*EXCERPTED PASSAGE:*

"""

Break a leg, plaster casts change your brain
German researchers have found that, in addition to immobilising a broken body-part, plaster casts can also trigger significant changes in the brains of wearers.
Writing in Current Biology, Silke Lissek and her colleagues at Ruhr University recruited 31 wrist cast-wearing volunteers (no bones were intentionally broken in the course of publishing their paper, apparently!) and 36 healthy controls. After the cast-wearers had been in plaster for two weeks the researchers compared their two-point discrimination (the ability to tell a single needle prick from two points close together) on the index fingers of the healthy and and immobilised hands. The same test was carried out on the healthy controls.
Intriguingly, amongst the cast wearers, the healthy hands had become much better at touch discrimination even than the controls, which the team put down to increased compensatory use of the healthy hand. But to find out what might underlie this improvement the team also brain scanned the patients as they performed the same task and used a technique called fMRI to map which parts of the brain's sensory systems were being activated, and the relative sizes of those areas.

"""

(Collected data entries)

"""

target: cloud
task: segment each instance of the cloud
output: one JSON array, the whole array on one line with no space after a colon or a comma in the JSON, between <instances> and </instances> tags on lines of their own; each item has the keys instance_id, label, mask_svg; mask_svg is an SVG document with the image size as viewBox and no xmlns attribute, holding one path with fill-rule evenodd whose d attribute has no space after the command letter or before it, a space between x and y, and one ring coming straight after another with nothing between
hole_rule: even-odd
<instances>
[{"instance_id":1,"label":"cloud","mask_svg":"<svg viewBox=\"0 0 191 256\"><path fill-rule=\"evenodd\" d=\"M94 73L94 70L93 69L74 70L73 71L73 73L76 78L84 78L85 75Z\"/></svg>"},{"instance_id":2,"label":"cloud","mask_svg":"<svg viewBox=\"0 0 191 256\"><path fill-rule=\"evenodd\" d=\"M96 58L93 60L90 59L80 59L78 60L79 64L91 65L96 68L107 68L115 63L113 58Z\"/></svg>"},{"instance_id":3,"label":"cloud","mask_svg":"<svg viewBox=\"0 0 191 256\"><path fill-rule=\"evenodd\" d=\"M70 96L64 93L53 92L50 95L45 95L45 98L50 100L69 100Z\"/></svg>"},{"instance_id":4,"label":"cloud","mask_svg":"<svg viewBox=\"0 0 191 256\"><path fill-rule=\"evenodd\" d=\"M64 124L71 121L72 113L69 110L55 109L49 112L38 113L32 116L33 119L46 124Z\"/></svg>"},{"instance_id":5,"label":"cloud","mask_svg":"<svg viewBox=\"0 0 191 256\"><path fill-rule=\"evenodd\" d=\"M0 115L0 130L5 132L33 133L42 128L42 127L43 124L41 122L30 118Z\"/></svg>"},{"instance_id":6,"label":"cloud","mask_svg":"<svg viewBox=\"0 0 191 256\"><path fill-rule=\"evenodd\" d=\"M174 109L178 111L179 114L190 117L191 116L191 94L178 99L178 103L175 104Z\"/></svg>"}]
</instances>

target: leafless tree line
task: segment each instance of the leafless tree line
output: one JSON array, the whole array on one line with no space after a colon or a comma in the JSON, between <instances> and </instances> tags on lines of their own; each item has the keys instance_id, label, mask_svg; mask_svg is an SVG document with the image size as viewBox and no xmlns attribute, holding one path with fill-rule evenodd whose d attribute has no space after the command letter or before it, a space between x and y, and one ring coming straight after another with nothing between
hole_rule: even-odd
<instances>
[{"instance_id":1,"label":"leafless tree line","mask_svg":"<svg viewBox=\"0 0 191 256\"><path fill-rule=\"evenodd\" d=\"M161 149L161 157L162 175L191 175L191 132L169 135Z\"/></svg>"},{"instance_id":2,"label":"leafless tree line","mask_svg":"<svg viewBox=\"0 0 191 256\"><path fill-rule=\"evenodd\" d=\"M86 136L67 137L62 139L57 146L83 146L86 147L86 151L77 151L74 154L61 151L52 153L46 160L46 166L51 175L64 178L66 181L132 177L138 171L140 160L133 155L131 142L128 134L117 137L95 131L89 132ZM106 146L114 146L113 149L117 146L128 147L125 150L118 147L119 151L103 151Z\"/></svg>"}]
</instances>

"""

*EXERCISE SET:*
**a.** In the study described in the plaster casts article, how long had the cast-wearers been in plaster before their touch discrimination was tested?
**b.** Resume the article about plaster casts and the brain from the point where its text stops.

*EXPECTED RESPONSES:*
**a.** Two weeks.

**b.**
The scans showed that the part of the brain decoding sensations from the tested finger on the injured hand was much smaller than the equivalent region receiving inputs from the uninjured side or in the uninjured controls where both sides were the same size. To find out whether the changes were long lived the team then retested some of the patients two to three weeks after their casts had been removed. The brain scans by this time had returned to normal, although the improved touch discrimination developed by the patients' uninjured hands still persisted.
But what are the functional consequences of immobilisation? This study, say the researchers, shows that even brief periods of reduced use of a body part can have overt measurable consequences.
"According to our data, whatever one is doing leaves measurable traces in brain organisation, either beneficial or harmful. Doing nothing does have negative consequences, suggesting that a continuous stream of sensory input may be necessary for maintaining intact brain organisation and perceptual abilities."